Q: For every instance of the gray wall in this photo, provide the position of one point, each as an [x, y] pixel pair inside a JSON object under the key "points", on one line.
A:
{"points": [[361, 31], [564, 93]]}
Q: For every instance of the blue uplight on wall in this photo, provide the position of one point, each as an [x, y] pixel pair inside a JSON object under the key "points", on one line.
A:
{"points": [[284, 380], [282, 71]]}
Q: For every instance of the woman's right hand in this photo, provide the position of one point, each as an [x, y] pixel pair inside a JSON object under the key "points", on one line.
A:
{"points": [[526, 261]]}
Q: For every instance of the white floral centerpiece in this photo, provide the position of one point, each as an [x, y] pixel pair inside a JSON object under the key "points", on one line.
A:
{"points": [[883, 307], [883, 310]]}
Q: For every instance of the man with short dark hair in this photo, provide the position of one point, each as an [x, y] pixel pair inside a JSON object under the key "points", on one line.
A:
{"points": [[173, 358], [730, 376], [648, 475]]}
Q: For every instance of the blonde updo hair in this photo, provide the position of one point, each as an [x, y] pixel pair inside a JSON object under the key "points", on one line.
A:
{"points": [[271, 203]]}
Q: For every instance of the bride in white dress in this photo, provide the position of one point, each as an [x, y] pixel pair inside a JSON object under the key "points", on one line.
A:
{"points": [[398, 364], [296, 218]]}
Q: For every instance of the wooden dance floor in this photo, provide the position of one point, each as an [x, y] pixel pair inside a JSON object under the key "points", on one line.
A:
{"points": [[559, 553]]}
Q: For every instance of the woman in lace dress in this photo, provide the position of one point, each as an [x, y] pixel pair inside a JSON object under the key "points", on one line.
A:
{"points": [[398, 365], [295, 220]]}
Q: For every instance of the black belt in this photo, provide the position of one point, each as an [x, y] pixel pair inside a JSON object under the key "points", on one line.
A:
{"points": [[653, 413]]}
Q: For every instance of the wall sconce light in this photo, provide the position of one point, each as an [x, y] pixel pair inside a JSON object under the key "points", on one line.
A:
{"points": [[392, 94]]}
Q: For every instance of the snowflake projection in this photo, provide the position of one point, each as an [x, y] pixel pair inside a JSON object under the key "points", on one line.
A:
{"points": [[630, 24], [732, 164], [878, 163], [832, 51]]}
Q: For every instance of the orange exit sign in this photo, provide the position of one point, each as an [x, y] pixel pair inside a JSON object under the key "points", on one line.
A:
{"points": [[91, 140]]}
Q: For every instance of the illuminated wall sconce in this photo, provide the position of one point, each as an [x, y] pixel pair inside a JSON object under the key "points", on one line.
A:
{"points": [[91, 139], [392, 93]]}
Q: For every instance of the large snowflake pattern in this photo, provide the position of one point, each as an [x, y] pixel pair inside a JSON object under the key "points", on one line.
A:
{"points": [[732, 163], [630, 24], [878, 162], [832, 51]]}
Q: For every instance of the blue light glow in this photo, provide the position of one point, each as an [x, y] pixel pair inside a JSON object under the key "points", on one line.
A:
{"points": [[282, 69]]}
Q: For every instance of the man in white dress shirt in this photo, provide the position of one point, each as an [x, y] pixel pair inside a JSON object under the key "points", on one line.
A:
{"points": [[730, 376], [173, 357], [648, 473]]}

-=-=-

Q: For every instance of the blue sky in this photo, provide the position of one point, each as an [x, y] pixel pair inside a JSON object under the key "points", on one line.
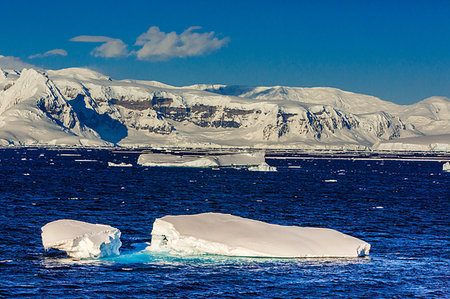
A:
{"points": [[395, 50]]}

-=-=-

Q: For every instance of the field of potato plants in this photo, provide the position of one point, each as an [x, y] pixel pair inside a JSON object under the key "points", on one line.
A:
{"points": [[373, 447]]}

-=-=-

● GOAL OF THE EXERCISE
Report the count of lines in the listing above that include "hair", and nothing more.

● RESPONSE TO THE TASK
2